**WORK INSTRUCTIONS**
Copy out every line of the records from the one containing "find man in" through the end of the records, inclusive. Shift each point coordinate in the answers by adding 45, and leave every other number unchanged.

[Begin DATA SHOWN]

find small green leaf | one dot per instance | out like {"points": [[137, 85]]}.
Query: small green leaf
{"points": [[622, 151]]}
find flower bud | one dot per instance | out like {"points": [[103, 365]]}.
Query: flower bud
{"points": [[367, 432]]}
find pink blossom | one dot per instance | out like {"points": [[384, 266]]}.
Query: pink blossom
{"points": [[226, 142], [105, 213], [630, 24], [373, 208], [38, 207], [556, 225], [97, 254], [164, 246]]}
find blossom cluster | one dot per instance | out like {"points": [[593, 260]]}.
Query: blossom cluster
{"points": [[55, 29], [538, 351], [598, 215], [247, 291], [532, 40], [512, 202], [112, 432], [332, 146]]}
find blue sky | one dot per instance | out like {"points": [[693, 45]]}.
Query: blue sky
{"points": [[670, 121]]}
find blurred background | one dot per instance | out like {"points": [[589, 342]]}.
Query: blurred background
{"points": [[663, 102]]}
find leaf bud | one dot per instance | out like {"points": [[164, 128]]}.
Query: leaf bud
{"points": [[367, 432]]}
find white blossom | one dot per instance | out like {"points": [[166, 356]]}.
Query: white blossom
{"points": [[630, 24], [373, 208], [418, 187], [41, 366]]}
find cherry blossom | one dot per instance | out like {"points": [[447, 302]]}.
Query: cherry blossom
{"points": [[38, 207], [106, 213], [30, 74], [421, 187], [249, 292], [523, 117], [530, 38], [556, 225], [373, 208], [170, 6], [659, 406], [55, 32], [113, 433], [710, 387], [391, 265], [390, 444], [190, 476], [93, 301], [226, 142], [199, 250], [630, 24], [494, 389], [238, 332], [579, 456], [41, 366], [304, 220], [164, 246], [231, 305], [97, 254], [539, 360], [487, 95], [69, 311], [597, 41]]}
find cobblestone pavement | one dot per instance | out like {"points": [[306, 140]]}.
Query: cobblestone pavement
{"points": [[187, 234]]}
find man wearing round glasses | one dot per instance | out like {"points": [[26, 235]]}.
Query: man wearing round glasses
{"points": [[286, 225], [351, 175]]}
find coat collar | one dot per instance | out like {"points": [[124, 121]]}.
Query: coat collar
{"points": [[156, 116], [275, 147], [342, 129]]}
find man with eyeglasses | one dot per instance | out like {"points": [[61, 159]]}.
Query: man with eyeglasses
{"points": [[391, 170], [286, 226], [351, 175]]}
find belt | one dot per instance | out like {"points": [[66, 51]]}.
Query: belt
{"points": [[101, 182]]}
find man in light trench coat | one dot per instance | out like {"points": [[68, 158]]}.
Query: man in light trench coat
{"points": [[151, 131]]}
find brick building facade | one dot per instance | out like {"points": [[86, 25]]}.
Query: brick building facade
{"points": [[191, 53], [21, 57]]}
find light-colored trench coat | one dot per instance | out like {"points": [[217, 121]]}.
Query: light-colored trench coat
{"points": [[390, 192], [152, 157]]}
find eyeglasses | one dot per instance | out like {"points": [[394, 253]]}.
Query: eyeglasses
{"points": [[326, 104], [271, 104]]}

[End DATA SHOWN]

**THE ANSWER**
find man in light trench coat | one dot per instance | out like {"points": [[68, 158]]}.
Query: man in light trench coat
{"points": [[196, 176]]}
find brick building facade | one dot per instance | out like {"points": [[86, 25]]}.
Query: brick building facade
{"points": [[236, 98], [66, 102]]}
find light-colored trench coat | one dot per instance | out like {"points": [[217, 121]]}.
Query: light-colored trench coat
{"points": [[435, 237], [197, 202]]}
find eyeglasses | one dot per instance | out like {"points": [[394, 253]]}.
Query: eyeglasses
{"points": [[371, 149], [316, 149]]}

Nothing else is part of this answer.